**Goal of the exercise**:
The line containing "For the benchmark, mark every instance of the wooden cabinet" marks where to begin; quote it and every line after it through the end of the data, exactly as written.

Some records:
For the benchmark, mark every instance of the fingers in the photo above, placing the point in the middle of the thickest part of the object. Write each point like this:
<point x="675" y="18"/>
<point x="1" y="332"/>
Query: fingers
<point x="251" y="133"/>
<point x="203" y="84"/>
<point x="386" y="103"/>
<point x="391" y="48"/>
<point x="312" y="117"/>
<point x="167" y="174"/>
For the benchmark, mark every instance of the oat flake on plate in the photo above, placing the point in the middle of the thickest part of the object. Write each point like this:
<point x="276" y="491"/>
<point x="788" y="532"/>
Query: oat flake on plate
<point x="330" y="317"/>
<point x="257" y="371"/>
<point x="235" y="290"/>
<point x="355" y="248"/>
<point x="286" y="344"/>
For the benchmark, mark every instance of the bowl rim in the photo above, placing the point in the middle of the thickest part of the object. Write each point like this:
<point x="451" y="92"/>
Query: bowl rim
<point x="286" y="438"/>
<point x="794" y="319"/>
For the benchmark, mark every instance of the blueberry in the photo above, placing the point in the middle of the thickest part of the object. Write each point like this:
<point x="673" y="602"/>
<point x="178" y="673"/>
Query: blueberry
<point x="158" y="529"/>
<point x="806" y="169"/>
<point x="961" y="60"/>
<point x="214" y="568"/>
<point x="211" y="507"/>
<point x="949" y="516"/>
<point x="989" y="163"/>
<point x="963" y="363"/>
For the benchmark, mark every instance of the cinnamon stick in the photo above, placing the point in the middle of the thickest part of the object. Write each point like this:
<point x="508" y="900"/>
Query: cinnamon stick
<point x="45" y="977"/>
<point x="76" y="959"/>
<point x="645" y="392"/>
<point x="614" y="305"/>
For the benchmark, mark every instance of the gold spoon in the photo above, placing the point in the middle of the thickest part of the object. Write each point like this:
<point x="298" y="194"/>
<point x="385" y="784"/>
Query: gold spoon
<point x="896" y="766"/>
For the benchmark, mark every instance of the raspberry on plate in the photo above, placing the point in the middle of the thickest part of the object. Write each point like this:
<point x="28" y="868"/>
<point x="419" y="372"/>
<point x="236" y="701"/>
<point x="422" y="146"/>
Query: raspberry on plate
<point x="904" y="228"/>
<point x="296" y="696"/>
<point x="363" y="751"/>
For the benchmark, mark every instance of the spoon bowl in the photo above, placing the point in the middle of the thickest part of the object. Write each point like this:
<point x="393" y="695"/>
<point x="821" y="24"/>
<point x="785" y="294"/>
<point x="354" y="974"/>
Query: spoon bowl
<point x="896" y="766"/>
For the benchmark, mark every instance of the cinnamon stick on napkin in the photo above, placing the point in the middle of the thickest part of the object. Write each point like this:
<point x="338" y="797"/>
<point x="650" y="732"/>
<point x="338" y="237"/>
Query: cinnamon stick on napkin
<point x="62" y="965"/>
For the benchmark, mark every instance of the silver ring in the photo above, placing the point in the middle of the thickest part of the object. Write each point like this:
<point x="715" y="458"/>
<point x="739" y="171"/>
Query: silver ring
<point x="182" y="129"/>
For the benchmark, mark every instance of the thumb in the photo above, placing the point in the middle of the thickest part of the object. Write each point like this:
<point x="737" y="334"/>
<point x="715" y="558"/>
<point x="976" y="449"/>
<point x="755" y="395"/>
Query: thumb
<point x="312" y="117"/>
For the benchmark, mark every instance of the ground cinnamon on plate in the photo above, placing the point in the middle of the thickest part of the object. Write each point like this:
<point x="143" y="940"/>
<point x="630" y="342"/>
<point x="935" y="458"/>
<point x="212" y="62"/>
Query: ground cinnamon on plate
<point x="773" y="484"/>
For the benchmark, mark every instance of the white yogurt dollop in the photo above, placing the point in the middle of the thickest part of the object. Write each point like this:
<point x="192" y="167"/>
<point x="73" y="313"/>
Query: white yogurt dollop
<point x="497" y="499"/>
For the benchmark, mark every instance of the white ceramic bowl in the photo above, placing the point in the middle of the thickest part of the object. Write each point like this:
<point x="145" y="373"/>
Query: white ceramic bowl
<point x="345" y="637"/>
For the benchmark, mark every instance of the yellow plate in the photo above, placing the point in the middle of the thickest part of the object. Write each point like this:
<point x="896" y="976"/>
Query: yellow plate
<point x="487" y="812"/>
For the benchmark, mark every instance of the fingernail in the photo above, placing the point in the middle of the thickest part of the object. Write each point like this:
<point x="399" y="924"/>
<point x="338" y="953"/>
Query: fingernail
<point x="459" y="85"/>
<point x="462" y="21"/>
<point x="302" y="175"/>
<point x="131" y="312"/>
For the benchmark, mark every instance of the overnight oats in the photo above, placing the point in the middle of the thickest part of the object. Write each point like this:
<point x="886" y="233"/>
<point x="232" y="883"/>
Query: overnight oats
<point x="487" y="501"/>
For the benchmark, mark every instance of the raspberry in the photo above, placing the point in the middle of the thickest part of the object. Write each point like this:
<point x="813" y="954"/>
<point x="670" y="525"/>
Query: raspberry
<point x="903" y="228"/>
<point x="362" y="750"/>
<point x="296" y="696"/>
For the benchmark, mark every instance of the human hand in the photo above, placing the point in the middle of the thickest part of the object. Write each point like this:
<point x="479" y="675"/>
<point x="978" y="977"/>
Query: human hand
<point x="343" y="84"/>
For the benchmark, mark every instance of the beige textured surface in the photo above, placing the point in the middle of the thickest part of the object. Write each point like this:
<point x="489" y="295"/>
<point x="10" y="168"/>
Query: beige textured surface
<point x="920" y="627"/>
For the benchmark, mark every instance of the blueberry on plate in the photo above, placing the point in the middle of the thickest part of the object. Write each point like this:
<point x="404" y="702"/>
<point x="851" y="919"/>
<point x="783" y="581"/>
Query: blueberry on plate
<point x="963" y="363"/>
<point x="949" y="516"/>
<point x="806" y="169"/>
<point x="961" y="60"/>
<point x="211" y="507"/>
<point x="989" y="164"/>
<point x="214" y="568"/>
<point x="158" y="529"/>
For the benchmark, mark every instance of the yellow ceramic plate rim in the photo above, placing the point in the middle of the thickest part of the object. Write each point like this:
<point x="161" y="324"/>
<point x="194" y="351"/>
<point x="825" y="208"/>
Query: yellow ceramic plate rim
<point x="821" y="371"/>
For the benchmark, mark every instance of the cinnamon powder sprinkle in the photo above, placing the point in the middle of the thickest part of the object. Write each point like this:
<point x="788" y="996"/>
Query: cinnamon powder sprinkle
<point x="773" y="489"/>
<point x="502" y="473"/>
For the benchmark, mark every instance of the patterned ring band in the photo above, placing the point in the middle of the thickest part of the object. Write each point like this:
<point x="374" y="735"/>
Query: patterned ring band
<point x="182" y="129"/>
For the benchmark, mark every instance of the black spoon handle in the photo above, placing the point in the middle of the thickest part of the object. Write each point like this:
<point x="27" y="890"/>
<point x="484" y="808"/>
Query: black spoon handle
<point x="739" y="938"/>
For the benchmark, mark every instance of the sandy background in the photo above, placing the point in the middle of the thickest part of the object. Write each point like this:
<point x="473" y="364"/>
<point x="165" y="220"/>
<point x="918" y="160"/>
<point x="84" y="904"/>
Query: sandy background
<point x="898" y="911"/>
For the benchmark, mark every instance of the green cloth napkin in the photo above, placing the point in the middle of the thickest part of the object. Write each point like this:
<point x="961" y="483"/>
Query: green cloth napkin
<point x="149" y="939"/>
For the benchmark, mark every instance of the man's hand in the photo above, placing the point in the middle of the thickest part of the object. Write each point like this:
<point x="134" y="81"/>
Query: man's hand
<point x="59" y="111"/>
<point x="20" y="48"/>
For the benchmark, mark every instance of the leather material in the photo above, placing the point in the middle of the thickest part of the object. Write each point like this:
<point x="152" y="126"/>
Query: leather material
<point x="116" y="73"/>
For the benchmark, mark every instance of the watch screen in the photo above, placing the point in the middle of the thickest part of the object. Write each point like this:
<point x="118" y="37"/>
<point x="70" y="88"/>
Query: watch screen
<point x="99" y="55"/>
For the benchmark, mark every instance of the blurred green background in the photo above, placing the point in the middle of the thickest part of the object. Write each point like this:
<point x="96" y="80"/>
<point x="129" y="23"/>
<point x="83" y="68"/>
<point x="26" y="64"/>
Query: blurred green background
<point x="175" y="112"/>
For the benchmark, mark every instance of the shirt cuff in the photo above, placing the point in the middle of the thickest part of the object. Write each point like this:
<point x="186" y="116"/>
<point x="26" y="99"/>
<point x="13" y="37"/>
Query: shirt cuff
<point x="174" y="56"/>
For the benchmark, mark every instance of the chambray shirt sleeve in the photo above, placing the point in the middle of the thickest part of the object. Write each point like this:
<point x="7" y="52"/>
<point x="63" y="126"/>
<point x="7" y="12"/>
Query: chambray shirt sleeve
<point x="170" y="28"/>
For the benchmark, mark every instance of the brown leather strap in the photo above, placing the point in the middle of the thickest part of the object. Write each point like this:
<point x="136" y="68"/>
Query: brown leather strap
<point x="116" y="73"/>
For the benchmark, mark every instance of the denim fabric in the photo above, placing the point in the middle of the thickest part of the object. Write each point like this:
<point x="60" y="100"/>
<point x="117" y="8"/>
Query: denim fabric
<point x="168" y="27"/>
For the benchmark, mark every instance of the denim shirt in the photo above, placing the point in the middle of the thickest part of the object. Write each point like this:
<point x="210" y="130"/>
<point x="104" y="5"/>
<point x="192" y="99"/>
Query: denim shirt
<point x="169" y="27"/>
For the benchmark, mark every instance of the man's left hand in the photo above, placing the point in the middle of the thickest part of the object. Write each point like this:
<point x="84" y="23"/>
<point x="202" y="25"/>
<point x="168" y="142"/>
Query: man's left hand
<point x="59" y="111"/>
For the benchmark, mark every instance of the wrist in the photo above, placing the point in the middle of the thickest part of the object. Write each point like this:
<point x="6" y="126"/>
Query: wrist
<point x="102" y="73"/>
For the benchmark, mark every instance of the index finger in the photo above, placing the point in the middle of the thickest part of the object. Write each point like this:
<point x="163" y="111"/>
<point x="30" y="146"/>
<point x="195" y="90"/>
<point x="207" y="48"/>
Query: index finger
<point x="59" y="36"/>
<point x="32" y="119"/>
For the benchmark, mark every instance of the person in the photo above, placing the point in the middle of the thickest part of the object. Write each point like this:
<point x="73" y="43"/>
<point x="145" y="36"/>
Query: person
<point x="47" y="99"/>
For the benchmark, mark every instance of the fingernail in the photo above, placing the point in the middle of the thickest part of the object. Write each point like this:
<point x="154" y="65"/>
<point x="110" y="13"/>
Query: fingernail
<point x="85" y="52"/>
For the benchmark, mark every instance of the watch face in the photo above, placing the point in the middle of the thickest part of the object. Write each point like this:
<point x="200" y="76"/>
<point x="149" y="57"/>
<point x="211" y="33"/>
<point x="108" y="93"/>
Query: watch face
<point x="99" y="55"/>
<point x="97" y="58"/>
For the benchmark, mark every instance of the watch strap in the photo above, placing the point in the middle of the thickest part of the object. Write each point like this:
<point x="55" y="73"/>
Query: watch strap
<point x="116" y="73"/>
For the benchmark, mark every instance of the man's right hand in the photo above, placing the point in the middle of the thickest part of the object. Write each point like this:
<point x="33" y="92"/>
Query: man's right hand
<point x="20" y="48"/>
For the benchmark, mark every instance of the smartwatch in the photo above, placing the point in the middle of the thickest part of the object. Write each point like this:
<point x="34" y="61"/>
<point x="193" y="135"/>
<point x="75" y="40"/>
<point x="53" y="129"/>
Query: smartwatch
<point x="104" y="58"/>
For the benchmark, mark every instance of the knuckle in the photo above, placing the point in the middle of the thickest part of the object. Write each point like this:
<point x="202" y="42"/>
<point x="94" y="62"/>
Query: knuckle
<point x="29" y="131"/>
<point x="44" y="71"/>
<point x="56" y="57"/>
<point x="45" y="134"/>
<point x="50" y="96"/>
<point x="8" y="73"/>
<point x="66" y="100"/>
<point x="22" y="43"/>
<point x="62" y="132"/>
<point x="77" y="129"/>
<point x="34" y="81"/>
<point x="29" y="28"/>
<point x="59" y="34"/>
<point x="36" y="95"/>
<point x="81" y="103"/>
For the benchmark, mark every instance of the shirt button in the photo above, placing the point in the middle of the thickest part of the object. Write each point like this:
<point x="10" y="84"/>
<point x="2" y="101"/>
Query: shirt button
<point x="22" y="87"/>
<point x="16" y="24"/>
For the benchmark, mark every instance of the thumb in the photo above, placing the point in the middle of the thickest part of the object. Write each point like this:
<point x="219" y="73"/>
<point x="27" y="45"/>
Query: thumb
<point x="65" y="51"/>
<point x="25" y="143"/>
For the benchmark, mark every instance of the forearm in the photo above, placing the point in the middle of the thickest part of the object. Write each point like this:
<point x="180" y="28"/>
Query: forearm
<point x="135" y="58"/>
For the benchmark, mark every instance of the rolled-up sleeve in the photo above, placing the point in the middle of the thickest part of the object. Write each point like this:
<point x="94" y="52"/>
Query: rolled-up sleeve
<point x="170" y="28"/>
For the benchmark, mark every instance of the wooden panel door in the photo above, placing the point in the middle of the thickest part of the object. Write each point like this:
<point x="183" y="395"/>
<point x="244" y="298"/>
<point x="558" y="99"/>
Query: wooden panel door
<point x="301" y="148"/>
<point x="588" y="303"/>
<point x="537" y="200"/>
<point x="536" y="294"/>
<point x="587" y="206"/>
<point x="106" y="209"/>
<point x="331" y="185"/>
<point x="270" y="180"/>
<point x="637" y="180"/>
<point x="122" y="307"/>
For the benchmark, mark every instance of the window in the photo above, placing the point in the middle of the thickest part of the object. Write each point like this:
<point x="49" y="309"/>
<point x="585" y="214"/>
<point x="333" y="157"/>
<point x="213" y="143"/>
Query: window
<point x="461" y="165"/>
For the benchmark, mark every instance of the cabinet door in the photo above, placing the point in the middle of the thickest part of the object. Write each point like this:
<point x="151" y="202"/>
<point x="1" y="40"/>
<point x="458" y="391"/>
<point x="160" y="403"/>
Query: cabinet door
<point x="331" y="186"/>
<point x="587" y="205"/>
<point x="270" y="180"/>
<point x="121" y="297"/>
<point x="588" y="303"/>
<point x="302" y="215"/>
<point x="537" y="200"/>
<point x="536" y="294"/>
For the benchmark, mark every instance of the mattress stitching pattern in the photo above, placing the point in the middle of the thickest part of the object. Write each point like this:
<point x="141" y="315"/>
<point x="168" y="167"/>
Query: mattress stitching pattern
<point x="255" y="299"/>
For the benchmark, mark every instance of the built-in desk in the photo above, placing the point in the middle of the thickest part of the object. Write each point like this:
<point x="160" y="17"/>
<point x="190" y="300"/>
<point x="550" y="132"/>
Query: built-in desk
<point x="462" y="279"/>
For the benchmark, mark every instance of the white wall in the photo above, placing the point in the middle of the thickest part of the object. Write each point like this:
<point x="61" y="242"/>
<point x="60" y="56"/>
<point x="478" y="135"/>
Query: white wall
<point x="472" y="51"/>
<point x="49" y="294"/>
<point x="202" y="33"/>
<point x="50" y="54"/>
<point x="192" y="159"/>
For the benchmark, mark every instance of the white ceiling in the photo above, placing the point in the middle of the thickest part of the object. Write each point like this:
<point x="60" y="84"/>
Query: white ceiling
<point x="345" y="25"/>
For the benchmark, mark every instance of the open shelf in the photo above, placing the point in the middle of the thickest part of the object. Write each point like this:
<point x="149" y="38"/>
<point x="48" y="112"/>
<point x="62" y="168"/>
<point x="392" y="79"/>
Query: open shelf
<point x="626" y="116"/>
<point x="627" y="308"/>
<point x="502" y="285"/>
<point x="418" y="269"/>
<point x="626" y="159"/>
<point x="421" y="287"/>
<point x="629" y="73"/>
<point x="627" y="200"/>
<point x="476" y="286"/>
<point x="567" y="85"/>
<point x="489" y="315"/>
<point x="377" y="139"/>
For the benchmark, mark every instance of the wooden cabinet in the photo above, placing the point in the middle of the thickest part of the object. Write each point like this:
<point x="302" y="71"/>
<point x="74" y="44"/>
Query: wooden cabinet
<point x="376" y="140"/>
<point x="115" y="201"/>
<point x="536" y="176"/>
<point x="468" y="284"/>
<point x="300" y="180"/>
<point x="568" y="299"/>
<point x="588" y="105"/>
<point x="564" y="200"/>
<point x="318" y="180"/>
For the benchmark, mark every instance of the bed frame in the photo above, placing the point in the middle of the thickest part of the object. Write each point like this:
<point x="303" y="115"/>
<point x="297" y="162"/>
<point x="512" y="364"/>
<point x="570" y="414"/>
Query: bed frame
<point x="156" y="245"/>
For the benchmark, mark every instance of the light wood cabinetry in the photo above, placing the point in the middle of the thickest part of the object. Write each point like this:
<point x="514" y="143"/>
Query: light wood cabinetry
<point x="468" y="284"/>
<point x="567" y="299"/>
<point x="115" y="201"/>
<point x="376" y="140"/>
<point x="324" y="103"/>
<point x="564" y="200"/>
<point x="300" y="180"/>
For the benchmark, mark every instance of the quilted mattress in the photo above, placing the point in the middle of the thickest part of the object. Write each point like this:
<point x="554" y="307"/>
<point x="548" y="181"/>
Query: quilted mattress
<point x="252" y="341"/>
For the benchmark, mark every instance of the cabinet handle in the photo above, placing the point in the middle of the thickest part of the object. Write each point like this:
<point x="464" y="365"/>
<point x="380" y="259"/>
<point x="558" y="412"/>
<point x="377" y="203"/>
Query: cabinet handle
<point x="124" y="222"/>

**Task result**:
For the benchmark, mark every instance of the wooden cabinet in the photo above, placing the point in the middle of the thickest part of the object. Write each point like this:
<point x="302" y="71"/>
<point x="74" y="44"/>
Query: wooden cabinet
<point x="376" y="140"/>
<point x="115" y="201"/>
<point x="536" y="176"/>
<point x="468" y="284"/>
<point x="300" y="180"/>
<point x="568" y="299"/>
<point x="588" y="105"/>
<point x="564" y="200"/>
<point x="318" y="180"/>
For the benchmark, mark every instance of the bed frame in the photo above, placing the point in the middle of the thickest part of the object. Write each point like this:
<point x="303" y="115"/>
<point x="297" y="162"/>
<point x="512" y="364"/>
<point x="570" y="414"/>
Query: bed frame
<point x="156" y="245"/>
For the benchmark, mark every instance of the light wood cabinetry in the photo above, placing the point in the middle of the thickest part of the object. Write each point like this:
<point x="514" y="143"/>
Query: light wood cabinetry
<point x="468" y="284"/>
<point x="567" y="299"/>
<point x="115" y="201"/>
<point x="376" y="140"/>
<point x="324" y="103"/>
<point x="564" y="200"/>
<point x="300" y="180"/>
For the benchmark, mark every instance of the quilted mattress in the photo above, placing the point in the middle of the thickest part of the object. Write each point like this:
<point x="554" y="307"/>
<point x="548" y="181"/>
Query: quilted mattress
<point x="252" y="341"/>
For the benchmark, mark every instance of the cabinet handle in the photo above, placing the point in the middle of the thickest part of the object. Write each point like this:
<point x="464" y="365"/>
<point x="380" y="259"/>
<point x="558" y="412"/>
<point x="377" y="203"/>
Query: cabinet handle
<point x="124" y="222"/>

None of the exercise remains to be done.